Task prompt
Reproduce the records below exactly as given.

Records for the task
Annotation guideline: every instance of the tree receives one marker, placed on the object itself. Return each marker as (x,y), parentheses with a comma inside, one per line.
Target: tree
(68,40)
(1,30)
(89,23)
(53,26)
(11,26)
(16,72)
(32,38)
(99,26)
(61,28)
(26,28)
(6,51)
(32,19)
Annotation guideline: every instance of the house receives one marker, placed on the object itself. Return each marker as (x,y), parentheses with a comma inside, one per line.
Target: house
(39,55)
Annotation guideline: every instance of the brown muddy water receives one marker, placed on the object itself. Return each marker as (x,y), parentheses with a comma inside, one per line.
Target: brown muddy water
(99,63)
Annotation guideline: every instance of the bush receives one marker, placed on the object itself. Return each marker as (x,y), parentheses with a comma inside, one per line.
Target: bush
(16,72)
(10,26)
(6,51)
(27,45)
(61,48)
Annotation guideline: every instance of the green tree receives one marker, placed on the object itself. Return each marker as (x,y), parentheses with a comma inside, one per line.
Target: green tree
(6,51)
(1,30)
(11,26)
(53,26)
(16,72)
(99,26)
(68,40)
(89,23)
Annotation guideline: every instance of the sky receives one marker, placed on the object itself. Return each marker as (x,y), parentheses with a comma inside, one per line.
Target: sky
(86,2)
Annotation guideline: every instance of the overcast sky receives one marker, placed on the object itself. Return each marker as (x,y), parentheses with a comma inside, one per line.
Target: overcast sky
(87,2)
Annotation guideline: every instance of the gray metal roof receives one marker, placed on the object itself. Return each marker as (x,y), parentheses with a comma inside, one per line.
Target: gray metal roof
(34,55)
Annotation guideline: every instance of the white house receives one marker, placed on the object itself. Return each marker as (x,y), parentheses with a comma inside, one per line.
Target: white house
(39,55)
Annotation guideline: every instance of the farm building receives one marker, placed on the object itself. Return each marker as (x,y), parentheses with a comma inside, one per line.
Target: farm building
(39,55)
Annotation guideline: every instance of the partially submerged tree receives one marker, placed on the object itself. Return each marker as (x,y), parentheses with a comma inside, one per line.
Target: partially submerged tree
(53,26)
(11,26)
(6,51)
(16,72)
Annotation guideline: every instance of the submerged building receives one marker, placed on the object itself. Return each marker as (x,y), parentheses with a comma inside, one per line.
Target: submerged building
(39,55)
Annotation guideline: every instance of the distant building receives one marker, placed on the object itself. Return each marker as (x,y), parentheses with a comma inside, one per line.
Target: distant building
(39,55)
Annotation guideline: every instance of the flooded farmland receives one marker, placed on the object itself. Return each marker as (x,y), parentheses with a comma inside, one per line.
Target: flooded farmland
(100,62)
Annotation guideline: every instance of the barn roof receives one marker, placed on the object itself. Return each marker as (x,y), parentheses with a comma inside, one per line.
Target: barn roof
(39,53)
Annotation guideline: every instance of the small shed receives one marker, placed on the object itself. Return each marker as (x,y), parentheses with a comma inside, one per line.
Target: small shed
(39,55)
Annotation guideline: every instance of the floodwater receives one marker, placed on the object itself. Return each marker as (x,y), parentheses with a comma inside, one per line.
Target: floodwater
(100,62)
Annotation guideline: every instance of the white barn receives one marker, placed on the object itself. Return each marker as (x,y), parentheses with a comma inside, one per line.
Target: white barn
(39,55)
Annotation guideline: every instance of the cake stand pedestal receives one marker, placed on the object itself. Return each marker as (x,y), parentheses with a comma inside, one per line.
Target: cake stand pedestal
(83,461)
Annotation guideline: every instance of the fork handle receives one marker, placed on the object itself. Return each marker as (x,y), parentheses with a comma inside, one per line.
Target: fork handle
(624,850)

Task solution
Annotation guideline: every instance of the tree receives one marker, placed on the object itself. Return each marker as (x,y), parentheses with a comma inside, one per line.
Target: tree
(68,40)
(1,30)
(89,23)
(53,26)
(11,26)
(16,72)
(32,38)
(99,26)
(61,28)
(26,28)
(6,51)
(32,19)
Annotation guideline: every instance of the house receives one marker, placed on the object itself. Return each marker as (x,y), parentheses with a comma inside, one per line.
Target: house
(39,55)
Annotation guideline: every instance of the brown muddy water receives one marker, placed on the object itself. Return each marker as (x,y), parentheses with a comma inside, one per line.
Target: brown muddy water
(99,63)
Annotation guideline: every instance of the bush receives one marker, placed on the object itself. Return each marker as (x,y), parentheses with a comma inside, one per line.
Target: bush
(16,72)
(10,26)
(6,51)
(27,45)
(61,48)
Annotation guideline: every instance of the green tree receives one marker, placed on the object itself. Return each marker as (x,y), parentheses with a comma inside, one per line.
Target: green tree
(6,51)
(1,30)
(11,26)
(53,26)
(16,72)
(99,26)
(68,40)
(89,23)
Annotation guideline: every instance of the sky receives one marker, placed on the object itself. Return each marker as (x,y), parentheses with a comma inside, one per line.
Target: sky
(86,2)
Annotation guideline: every instance of the overcast sky receives one marker, placed on the object itself. Return each marker as (x,y), parentheses with a comma inside, one per line.
Target: overcast sky
(87,2)
Annotation guideline: every instance of the gray metal roof receives one marker, placed on the object itself. Return each marker as (x,y), parentheses with a comma inside, one per line.
Target: gray metal roof
(34,55)
Annotation guideline: every instance of the white house receives one marker, placed on the object itself. Return each marker as (x,y), parentheses with a comma inside, one per line.
Target: white house
(39,55)
Annotation guideline: every instance of the farm building receives one marker, placed on the object itself. Return each marker as (x,y), parentheses with a comma inside, one per line.
Target: farm building
(39,55)
Annotation guideline: every instance of the partially submerged tree receives one marker, placed on the object itself. Return each marker as (x,y), parentheses with a comma inside, one per line.
Target: partially submerged tree
(53,26)
(11,26)
(6,51)
(16,72)
Annotation guideline: every instance of the submerged building receives one marker, placed on the object itself. Return each marker as (x,y), parentheses with a comma inside, one per line.
Target: submerged building
(39,55)
Annotation guideline: every instance of the distant building receives one marker, placed on the object itself. Return each marker as (x,y), parentheses with a comma inside, one per line.
Target: distant building
(39,55)
Annotation guideline: every instance of the flooded farmland receives one marker, placed on the object itself. Return each marker as (x,y), parentheses with a comma inside, one per line.
Target: flooded farmland
(100,62)
Annotation guideline: every instance of the barn roof receives one marker, placed on the object itself. Return each marker as (x,y), parentheses with a comma inside, one per line.
Target: barn roof
(39,53)
Annotation guideline: every instance of the small shed receives one marker, placed on the object itself. Return each marker as (x,y), parentheses with a comma inside, one per line.
Target: small shed
(39,55)
Annotation guideline: every instance of the floodwater receives one marker, placed on the object itself. Return each marker as (x,y), parentheses with a comma inside, one per line.
Target: floodwater
(100,62)
Annotation guideline: every instance of the white barn receives one marker, placed on the object itself. Return each marker as (x,y), parentheses with a comma inside, one per line.
Target: white barn
(39,55)
Annotation guideline: every instance of the cake stand pedestal receives one marker, placed on the object itself. Return each marker as (x,y), parentheses with a comma inside, one per line.
Target: cake stand pedestal
(83,461)
Annotation guideline: every instance of the fork handle receives one marker, placed on the object itself. Return each marker as (x,y), parentheses with a comma inside, one per line.
Target: fork handle
(624,850)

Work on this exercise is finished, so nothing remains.